PROBLEM SET:
1. Translate this sentence from the passage on folk poetry into Spanish: "Their grief, even when it is to be brief like Grania's, goes up into the waste places of the sky."
2. List every person mentioned by name in the passage on folk poetry.
3. Continue the passage on folk poetry from the point where it stops.

TEXT TO READ:
Begin

To lunar influence belong all thoughts and emotions that were created by
the community, by the common people, by nobody knows who, and to the sun
all that came from the high disciplined or individual kingly mind. I
myself imagine a marriage of the sun and moon in the arts I take most
pleasure in; and now bride and bridegroom but exchange, as it were, full
cups of gold and silver, and now they are one in a mystical embrace.
From the moon come the folk-songs imagined by reapers and spinners out
of the common impulse of their labour, and made not by putting words
together, but by mixing verses and phrases, and the folk-tales made by
the capricious mixing of incidents known to everybody in new ways, as
one deals out cards, never getting the same hand twice over. When one
hears some fine story, one never knows whether it has not been hazard
that put the last touch of adventure. Such poetry, as it seems to me,
desires an infinity of wonder or emotion, for where there is no
individual mind there is no measurer-out, no marker-in of limits. The
poor fisher has no possession of the world and no responsibility for it;
and if he dreams of a love-gift better than the brown shawl that seems
too common for poetry, why should he not dream of a glove made from the
skin of a bird, or shoes made from the skin of a fish, or a coat made
from the glittering garment of the salmon? Was it not Aeschylus who said
he but served up fragments from the banquet of Homer?--but Homer himself
found the great banquet on an earthen floor and under a broken roof. We
do not know who at the foundation of the world made the banquet for the
first time, or who put the pack of cards into rough hands; but we do
know that, unless those that have made many inventions are about to
change the nature of poetry, we may have to go where Homer went if we
are to sing a new song. Is it because all that is under the moon thirsts
to escape out of bounds, to lose itself in some unbounded tidal stream,
that the songs of the folk are mournful, and that the story of the
Fianna, whenever the queens lament for their lovers, reminds us of songs
that are still sung in country-places? Their grief, even when it is to
be brief like Grania's, goes up into the waste places of the sky. But
in supreme art or in supreme life there is the influence of the sun too,
and the sun brings with it, as old writers tell us, not merely
discipline but joy; for its discipline is not of the kind the multitudes
impose upon us by their weight and pressure, but the expression of the
individual soul turning itself into a pure fire and imposing its own
pattern, its own music, upon the heaviness and the dumbness that is in
others and in itself. When we have drunk the cold cup of the moon's
intoxication, we thirst for something beyond ourselves, and the mind
flows outward to a natural immensity; but if we have drunk from the hot
cup of the sun, our own fullness awakens, we desire little, for wherever
one goes one's heart goes too; and if any ask what music is the
sweetest, we can but answer, as Finn answered, "what happens." And yet
the songs and stories that have come from either influence are a part,
neither less than the other, of the pleasure that is the bride-bed of
poetry.

End

EXCERPTED DATA:
Begin

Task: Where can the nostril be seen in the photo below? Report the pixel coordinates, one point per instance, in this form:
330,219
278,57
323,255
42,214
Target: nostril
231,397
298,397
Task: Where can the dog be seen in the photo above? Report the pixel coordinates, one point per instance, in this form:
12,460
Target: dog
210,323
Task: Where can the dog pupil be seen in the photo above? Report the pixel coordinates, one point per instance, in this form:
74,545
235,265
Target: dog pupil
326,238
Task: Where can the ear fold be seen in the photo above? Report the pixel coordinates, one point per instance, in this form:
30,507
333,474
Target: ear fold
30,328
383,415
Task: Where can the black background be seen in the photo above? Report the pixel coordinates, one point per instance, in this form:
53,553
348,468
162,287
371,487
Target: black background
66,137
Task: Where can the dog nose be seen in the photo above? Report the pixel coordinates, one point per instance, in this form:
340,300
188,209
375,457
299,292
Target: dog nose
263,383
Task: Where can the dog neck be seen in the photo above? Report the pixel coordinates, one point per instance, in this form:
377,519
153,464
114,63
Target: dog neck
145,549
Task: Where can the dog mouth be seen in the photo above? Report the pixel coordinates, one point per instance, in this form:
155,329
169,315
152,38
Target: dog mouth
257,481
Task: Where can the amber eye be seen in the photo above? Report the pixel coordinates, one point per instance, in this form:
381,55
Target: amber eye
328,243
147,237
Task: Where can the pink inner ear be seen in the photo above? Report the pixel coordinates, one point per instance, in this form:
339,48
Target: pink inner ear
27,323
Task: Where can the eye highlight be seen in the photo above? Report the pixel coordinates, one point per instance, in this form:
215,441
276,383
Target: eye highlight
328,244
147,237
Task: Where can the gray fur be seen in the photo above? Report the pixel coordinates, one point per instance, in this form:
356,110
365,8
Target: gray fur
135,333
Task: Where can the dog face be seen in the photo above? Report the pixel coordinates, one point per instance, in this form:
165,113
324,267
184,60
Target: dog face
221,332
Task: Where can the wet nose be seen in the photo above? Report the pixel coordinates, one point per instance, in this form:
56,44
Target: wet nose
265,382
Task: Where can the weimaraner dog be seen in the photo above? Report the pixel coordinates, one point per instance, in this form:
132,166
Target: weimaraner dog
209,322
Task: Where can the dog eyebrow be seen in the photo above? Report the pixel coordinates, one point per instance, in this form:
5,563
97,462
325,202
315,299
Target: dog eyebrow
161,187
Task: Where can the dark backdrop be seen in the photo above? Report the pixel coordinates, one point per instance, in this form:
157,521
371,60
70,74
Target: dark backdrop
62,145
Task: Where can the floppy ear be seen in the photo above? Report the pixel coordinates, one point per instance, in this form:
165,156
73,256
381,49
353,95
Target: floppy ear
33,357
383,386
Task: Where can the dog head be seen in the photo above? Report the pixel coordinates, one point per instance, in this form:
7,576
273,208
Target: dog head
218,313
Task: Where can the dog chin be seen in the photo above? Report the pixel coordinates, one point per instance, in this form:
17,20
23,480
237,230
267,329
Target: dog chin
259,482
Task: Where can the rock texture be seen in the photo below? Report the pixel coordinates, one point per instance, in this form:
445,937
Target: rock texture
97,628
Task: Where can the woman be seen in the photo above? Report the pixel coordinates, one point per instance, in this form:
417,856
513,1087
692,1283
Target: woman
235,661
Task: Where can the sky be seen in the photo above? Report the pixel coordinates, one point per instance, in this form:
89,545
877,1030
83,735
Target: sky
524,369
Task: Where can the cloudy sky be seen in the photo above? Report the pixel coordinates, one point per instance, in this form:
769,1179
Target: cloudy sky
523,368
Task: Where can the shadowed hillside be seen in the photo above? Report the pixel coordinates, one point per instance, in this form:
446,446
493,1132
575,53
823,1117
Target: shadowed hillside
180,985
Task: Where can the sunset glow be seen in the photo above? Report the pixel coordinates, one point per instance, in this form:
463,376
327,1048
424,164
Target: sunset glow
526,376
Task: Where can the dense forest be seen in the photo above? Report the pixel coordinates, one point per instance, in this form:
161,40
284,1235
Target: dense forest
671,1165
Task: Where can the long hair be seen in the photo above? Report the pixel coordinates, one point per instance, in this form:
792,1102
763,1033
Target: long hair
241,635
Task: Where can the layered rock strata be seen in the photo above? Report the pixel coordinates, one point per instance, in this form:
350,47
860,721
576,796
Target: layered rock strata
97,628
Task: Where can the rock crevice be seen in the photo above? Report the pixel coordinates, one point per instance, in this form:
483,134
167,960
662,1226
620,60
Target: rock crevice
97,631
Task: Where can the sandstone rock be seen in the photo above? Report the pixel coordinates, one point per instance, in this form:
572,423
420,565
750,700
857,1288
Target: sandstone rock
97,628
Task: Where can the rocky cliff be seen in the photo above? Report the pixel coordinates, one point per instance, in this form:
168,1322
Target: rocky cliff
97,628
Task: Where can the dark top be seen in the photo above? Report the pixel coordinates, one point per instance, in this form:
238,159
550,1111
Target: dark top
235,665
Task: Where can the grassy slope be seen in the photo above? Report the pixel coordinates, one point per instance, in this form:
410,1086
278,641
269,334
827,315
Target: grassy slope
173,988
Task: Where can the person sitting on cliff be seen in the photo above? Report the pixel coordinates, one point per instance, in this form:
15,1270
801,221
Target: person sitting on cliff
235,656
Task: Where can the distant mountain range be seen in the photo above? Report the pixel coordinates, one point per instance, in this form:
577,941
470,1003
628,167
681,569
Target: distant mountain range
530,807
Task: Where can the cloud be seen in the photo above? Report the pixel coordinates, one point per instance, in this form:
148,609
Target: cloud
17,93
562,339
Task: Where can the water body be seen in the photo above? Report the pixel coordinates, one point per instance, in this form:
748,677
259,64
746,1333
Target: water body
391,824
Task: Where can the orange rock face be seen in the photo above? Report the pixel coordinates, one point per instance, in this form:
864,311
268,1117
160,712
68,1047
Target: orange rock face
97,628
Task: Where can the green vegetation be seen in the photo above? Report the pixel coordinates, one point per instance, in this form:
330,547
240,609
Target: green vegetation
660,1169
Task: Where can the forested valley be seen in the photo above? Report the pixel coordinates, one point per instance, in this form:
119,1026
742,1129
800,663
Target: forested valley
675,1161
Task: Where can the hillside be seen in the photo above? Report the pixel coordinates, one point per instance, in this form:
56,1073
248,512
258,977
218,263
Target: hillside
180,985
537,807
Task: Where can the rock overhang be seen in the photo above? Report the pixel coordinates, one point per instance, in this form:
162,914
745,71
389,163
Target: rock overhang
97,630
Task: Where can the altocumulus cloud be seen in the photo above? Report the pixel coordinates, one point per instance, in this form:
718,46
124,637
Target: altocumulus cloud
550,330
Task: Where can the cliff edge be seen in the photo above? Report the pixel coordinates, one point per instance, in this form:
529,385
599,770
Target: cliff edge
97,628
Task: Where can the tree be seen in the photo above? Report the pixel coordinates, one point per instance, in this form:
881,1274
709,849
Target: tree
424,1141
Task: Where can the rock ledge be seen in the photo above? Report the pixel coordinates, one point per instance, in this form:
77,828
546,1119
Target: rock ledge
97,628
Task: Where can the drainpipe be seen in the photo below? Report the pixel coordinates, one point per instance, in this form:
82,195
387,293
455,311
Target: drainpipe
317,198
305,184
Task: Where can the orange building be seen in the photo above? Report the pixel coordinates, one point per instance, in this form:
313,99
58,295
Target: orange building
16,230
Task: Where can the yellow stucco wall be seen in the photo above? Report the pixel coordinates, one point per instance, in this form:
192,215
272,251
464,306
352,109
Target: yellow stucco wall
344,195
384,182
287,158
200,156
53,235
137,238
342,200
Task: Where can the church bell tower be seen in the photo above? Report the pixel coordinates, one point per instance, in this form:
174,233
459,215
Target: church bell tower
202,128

End

RESULTS BY TASK:
1. Su dolor, aun cuando haya de ser breve como el de Grania, sube hasta los lugares baldíos del cielo.

2. Aeschylus, Homer, Grania, Finn

3.
VIII
Gaelic-speaking Ireland, because its art has been made, not by the
artist choosing his material from wherever he has a mind to, but by
adding a little to something which it has taken generations to invent,
has always had a popular literature. One cannot say how much that
literature has done for the vigour of the race, for one cannot count the
hands its praise of kings and high-hearted queens made hot upon the
sword-hilt, or the amorous eyes it made lustful for strength and beauty.
One remembers indeed that when the farming people and the labourers of
the towns made their last attempt to cast out England by force of arms
they named themselves after the companions of Finn. Even when Gaelic has
gone, and the poetry with it, something of the habit of mind remains in
ways of speech and thought and "come-all-ye"s and poetical saying; nor
is it only among the poor that the old thought has been for strength or
weakness. Surely these old stories, whether of Finn or Cuchulain, helped
to sing the old Irish and the old Norman-Irish aristocracy to their end.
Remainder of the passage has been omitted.